What is needed: Exactly as written, transcribe the data that follows.

○ ○ ○ ○ ○ ○ ○

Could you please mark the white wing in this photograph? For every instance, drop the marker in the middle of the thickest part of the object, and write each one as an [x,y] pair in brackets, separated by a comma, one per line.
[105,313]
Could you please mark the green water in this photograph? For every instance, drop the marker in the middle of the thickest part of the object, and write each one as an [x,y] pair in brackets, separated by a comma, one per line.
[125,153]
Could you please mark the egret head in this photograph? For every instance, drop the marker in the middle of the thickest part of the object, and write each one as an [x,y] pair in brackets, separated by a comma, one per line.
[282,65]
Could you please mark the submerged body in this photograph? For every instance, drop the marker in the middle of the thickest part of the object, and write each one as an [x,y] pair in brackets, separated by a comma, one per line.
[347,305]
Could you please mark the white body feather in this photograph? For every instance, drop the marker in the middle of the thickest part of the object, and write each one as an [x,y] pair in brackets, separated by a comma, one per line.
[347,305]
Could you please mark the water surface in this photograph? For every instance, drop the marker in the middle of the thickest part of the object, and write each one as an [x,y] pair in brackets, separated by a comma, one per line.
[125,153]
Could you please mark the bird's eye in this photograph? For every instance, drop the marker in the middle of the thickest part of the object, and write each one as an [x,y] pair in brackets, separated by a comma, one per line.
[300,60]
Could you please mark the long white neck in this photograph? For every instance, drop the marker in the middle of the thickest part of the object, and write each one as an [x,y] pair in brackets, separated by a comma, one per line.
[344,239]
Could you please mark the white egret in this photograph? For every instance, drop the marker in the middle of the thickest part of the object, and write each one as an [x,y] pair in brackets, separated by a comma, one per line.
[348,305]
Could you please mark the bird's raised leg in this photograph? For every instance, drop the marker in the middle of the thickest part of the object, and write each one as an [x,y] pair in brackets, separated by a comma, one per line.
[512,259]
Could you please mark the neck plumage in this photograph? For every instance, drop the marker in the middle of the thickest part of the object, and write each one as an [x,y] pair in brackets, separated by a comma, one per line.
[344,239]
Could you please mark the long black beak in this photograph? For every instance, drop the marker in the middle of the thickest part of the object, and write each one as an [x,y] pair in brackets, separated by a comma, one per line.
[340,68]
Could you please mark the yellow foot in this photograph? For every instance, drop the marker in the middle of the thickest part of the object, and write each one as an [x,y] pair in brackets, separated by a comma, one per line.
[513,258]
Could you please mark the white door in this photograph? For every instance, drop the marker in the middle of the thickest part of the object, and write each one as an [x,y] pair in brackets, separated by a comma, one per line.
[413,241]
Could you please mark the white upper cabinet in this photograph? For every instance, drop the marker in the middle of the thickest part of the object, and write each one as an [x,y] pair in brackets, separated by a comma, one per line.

○ ○ ○ ○ ○ ○ ○

Solution:
Could you please mark the white wing in this photograph? For every instance, drop the marker in the middle of the thickest part of the object, and write each one as an [x,y] pair in brackets, separated by a comma, one per line.
[105,313]
Could you please mark the green water in this photograph? For every instance, drop the marker in the middle of the thickest part of the object, and write each one as an [x,y] pair in brackets, separated by a comma, one per line.
[125,153]
Could you please mark the egret head in this photograph? For every instance, drop the marker in the middle of the thickest part of the object, and write each one as an [x,y] pair in brackets, separated by a comma, one per line.
[282,65]
Could you please mark the submerged body in this photograph? For every instance, drop the marker in the middle of the thickest part of the object, and write each one as an [x,y] pair in brackets, separated by a comma, one per line.
[347,305]
Could you please mark the white body feather in this photograph? For every instance, drop the marker in the middle of the thickest part of the object, and write each one as an [x,y] pair in brackets, separated by a comma, one per line.
[347,305]
Could you please mark the water surface in this photograph? For every instance, drop the marker in the middle of the thickest part of the object, and write each one as an [x,y] pair in brackets, separated by a comma, one per line.
[125,153]
Could you please mark the bird's eye in this photograph? For every instance, drop the marker in the middle of the thickest part of the object, and write each one as an [x,y] pair in brackets, separated by a comma, one per line.
[300,60]
Could you please mark the long white neck in this photograph? For every instance, drop the marker in the middle of the thickest part of the object, and write each one as an [x,y] pair in brackets, separated by a comma, one per line.
[344,239]
Could you please mark the white egret in this photograph? For every instance, drop the marker in the middle of the thickest part of the object, and write each one as an [x,y] pair in brackets, separated by a comma, one per line.
[348,305]
Could you please mark the bird's raised leg in this photograph? For every instance, drop the marker in the middle of the thickest part of the object, and write each one as an [x,y] pair in brackets, separated by a comma, one per line.
[512,259]
Could you please mark the neck plumage in this photograph? For every instance, drop the marker in the middle of the thickest part of the object, and write each one as an [x,y] pair in brackets, separated by a comma, one per line.
[344,239]
Could you please mark the long black beak in this photograph? For every instance, drop the marker in the middle of the thickest part of the object, and write each one as an [x,y] pair in brackets, separated by a comma, one per line.
[340,68]
Could you please mark the yellow foot in this photograph? For every instance, drop the marker in the middle of the thickest part of the object, and write each one as an [x,y] pair in brackets, separated by a comma, one per line.
[513,258]
Could you please mark the white door in this photograph? For every instance, drop the marker in the middle of the thickest part of the object, and write each one as an [x,y] pair in brackets, separated by a comma, one per line.
[413,241]
Could you please mark the white upper cabinet in this photograph? For every instance, drop the marker in the middle of the thickest part of the object, and write each one as an [x,y] pair in brackets, separated by a comma, one per line.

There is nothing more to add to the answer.